- **WHAT THE TASK REQUIRES**
Rewrite the lines below, changing every "detector" to "locator" and leaving everything else untouched.

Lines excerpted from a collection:
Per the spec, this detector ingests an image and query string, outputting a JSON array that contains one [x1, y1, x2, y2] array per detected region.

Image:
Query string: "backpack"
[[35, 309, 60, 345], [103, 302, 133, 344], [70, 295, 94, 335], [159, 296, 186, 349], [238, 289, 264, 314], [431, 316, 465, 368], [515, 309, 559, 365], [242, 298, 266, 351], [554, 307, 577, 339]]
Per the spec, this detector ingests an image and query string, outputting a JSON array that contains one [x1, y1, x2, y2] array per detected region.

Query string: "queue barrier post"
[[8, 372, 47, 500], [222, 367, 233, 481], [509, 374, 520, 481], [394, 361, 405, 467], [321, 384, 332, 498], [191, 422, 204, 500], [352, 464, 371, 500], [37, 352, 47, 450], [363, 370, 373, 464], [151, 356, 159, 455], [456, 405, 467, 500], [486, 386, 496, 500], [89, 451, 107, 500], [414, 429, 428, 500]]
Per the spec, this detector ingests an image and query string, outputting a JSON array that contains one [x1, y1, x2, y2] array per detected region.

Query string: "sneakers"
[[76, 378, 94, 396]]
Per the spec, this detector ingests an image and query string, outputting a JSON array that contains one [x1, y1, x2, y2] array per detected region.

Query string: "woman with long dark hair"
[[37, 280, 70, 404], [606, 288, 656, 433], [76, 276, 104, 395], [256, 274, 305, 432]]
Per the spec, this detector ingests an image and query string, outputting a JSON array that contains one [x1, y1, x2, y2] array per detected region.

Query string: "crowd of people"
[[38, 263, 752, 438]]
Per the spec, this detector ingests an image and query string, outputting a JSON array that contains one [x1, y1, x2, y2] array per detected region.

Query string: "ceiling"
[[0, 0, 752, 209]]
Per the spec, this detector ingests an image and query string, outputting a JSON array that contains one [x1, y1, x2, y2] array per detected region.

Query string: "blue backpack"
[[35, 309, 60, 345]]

- **EXPECTED ANSWER**
Per the spec, this locator ingests an image and query string, outputting a JSON array that contains one [x1, y1, x2, y2] array per detected region.

Image:
Query string: "backpack"
[[35, 309, 60, 345], [103, 302, 133, 344], [70, 295, 94, 335], [159, 296, 186, 349], [238, 289, 264, 314], [431, 316, 465, 368], [515, 309, 559, 365], [242, 298, 266, 351], [554, 307, 577, 339]]
Per the spec, this locator ingests an image and query string, outputting a JSON array that contains one [x1, y1, x2, y2] array per detected region.

Query string: "queue barrier post"
[[8, 372, 47, 500], [222, 367, 233, 481], [509, 374, 520, 481], [394, 361, 405, 467], [321, 384, 332, 498], [191, 422, 204, 500], [352, 464, 371, 500], [37, 352, 47, 450], [363, 370, 373, 464], [151, 356, 159, 455], [456, 405, 467, 500], [486, 386, 496, 500], [89, 451, 107, 500], [414, 429, 428, 500]]
Per the spec, this locator ingests an image and query string, outputting a JSON array that contains one [x1, y1, x2, y2] array per detected region.

Query string: "sneakers"
[[76, 378, 94, 396]]
Per the spec, this locator ingests an image and query string, outputting a JSON array that contains one [x1, y1, x2, y2] array per detected region.

Query string: "woman with long dark hair"
[[37, 280, 70, 404], [606, 288, 656, 433], [76, 276, 104, 395], [256, 274, 305, 432]]
Per the spec, this locator ingests an image and query string, outputting a JSON array that contains one [x1, y1, x2, y2] array per detected region.

Query string: "crowd of people"
[[38, 263, 752, 438]]
Per the spec, this locator ingests an image and query string, outputting a JSON array that contains one [x1, y1, x2, y2] array per detected region.

Query string: "ceiling"
[[0, 0, 752, 209]]
Per the spec, this locator ingests an image and query string, outputting a JSON array that contains one [x1, y1, x2, y2] array per detected region.

Query string: "blue backpack"
[[35, 309, 60, 345]]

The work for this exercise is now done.